Your answer must match the records word for word and contain no pictures.

(EXTRACTED RECORDS Opens)

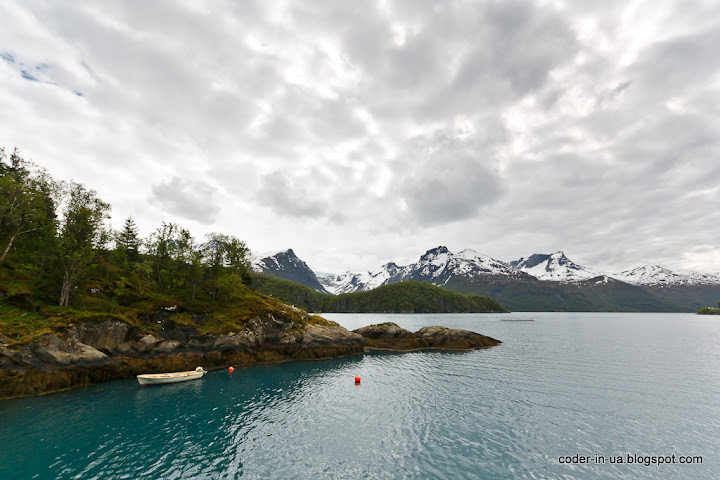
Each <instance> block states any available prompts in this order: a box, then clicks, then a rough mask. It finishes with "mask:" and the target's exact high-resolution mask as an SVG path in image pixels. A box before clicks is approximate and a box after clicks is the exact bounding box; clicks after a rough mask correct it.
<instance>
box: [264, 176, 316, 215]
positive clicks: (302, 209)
mask: <svg viewBox="0 0 720 480" xmlns="http://www.w3.org/2000/svg"><path fill="white" fill-rule="evenodd" d="M257 196H258V198H259V200H260V201H262V203H263V205H265V206H268V207H270V208H271V209H272V210H273V211H275V212H276V213H278V214H280V215H288V216H296V217H309V218H315V217H320V216H323V215H325V213H326V212H327V210H328V206H327V204H326V202H325V201H323V199H322V198H319V197H318V196H317V194H316V193H315V192H314V191H313V190H312V189H311V188H309V187H308V185H307V184H305V183H303V179H301V178H295V179H292V178H290V177H288V176H287V175H285V174H284V173H282V172H274V173H271V174H268V175H263V176H262V177H261V179H260V189H259V190H258V194H257Z"/></svg>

(EXTRACTED RECORDS Closes)

§ SOLUTION TO THIS PROBLEM
Each <instance> block states any available prompts in this order: a box, then clicks, then a rough mask. It finishes with "mask:" and the target's exact high-resolution mask as an SVG path in image pixels. A box before clicks is approximate and a box after clicks is the exact bounding box; clicks after a rough mask correct it.
<instance>
box: [264, 176, 316, 215]
positive clicks: (302, 209)
mask: <svg viewBox="0 0 720 480" xmlns="http://www.w3.org/2000/svg"><path fill="white" fill-rule="evenodd" d="M257 196H258V198H259V200H260V201H262V203H263V205H265V206H268V207H270V208H271V209H272V210H273V211H275V212H276V213H278V214H280V215H288V216H296V217H309V218H315V217H320V216H323V215H325V213H326V212H327V210H328V206H327V204H326V202H325V201H323V199H322V198H319V197H318V196H317V194H316V193H315V192H314V191H313V190H312V189H311V188H309V187H308V185H307V184H305V183H303V179H301V178H295V179H292V178H290V177H288V176H287V175H285V174H284V173H282V172H274V173H271V174H268V175H263V176H262V177H261V179H260V189H259V190H258V194H257Z"/></svg>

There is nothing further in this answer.